**Direction**
Copy every one of the following items word for word, without changing anything.

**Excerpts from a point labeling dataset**
______________________________
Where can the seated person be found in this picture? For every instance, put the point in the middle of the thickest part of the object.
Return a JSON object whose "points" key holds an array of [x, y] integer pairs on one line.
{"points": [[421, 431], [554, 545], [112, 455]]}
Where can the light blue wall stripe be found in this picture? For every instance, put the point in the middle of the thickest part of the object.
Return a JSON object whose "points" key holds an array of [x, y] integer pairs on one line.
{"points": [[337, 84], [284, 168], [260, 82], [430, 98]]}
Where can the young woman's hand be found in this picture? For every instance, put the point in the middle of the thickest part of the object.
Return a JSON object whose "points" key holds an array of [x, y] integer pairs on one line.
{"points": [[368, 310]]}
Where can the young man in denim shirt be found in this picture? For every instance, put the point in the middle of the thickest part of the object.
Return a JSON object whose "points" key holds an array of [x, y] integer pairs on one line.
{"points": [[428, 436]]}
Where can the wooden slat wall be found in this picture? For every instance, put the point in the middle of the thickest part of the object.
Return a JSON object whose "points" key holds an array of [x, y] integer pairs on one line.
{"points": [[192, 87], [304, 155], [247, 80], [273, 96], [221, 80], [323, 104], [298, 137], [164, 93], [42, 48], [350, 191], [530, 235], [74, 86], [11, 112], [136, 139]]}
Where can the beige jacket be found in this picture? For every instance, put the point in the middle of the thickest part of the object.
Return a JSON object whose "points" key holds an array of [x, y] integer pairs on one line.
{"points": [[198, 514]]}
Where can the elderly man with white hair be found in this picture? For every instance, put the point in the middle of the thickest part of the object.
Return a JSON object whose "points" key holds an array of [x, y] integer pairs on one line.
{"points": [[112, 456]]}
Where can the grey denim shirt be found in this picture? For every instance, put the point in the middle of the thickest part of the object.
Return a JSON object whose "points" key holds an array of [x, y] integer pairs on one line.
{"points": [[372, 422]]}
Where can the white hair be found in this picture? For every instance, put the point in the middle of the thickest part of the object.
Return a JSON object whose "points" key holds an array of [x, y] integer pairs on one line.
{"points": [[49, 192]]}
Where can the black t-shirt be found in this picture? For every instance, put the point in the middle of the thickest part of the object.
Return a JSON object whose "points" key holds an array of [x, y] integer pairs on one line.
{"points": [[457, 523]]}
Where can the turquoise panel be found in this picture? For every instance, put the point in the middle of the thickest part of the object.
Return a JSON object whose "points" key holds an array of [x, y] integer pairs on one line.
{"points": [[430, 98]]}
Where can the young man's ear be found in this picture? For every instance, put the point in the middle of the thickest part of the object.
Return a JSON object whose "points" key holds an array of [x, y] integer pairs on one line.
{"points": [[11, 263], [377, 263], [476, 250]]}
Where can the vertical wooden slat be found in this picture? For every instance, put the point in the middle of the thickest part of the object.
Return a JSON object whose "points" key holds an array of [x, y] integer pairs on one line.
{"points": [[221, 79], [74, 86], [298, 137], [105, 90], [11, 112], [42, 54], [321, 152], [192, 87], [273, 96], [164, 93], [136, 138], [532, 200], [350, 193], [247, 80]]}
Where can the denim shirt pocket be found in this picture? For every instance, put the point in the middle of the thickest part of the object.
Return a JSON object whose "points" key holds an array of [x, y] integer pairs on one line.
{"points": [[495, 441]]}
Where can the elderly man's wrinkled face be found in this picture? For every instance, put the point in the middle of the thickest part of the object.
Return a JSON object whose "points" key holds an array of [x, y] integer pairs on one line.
______________________________
**Task output**
Where can the seated person be found in this picture? For every instance, put the point in the middle of the thickest part of the object.
Return a JSON object whose "points" key holds an array of [x, y] integer pairs on one line.
{"points": [[421, 431], [554, 545], [112, 455]]}
Where can the light blue wall stripe be found in this picture? For every instance, put the point in the middle of the thickest part of the object.
Return a JSON object whose "points" key holds an array of [x, y] integer pairs on one line.
{"points": [[337, 84], [284, 168], [260, 82], [430, 98]]}
Where can the young woman's hand be found in this picture? For every instance, put the point in the middle of the thickest part of the object.
Return a JSON object whose "points" key holds an array of [x, y] integer pairs on one line.
{"points": [[368, 310]]}
Where can the young man in denim shirt be found in this picture? For every instance, put the point in the middle of the thickest part of the object.
Return a JSON object whose "points" key holds an array of [x, y] integer pairs on one line.
{"points": [[428, 436]]}
Where can the wooden slat wall be found in this picture? For every instance, put the point in the middle of the thickest part of the object.
Return a JSON object whose "points" key holds an array of [x, y] integer pairs on one line.
{"points": [[192, 87], [304, 155], [247, 80], [273, 96], [221, 80], [323, 104], [298, 137], [164, 93], [42, 48], [350, 191], [530, 235], [74, 86], [11, 112], [136, 139]]}
Where can the beige jacket be found in this picture? For every instance, put the point in the middle of the thickest part of the object.
Return a JSON object whose "points" key holds an array of [x, y] integer pairs on one line.
{"points": [[198, 514]]}
Where can the elderly man with white hair be found in this picture? For every instance, put the point in the middle of the thickest part of the object.
Return a JSON object whose "points" key holds an array of [x, y] integer pairs on one line.
{"points": [[112, 456]]}
Where can the grey denim shirt be found in this picture? For every instance, put the point in the middle of the thickest part of the object.
Return a JSON object whose "points" key holds an array of [x, y] integer pairs on one line.
{"points": [[372, 422]]}
Where can the white hair be found in this picture? For every instance, put the point in the middle of the thickest part of the object.
Return a JSON object whose "points" key holds an array of [x, y] integer pairs on one line.
{"points": [[49, 192]]}
Where can the black t-shirt be found in this picture? For every instance, put the point in the middle of the thickest part of the object.
Return a JSON object whose "points" key holds an array of [x, y] integer pairs on one line.
{"points": [[457, 523]]}
Where can the turquoise panel be found in this picture? For every instance, put the point in the middle of the thickest part of the object.
Return a JSON object whose "points" key holds an array of [x, y] integer pairs on one line.
{"points": [[430, 98]]}
Where can the young man's ear be found in this picture? For every instance, put the point in the middle of the thickest part of the object.
Return a JSON object whose "points" key holds an array of [x, y] integer pairs on one line.
{"points": [[11, 263], [377, 263], [476, 250]]}
Where can the vertical wooden slat be found in this picture? For every instance, put the point in the middle of the thickest part of the object.
Return a JSON object whose "points" key holds an array of [x, y] integer pairs on one line.
{"points": [[221, 79], [74, 86], [298, 137], [105, 90], [11, 112], [42, 54], [321, 152], [192, 87], [273, 96], [164, 93], [136, 138], [532, 200], [350, 193], [247, 80]]}
Where can the denim shirt pocket be found in this picture? For every instance, put the point in the middle of the thickest part of the object.
Return a JSON object whose "points" key holds an array of [x, y] integer pairs on one line.
{"points": [[495, 441]]}
Where can the elderly man's wrinkled face be found in this picture? For every instance, put the point in the middle of the thickest part of the object.
Return a JSON object whose "points" key holds an array of [x, y] integer pairs on one line.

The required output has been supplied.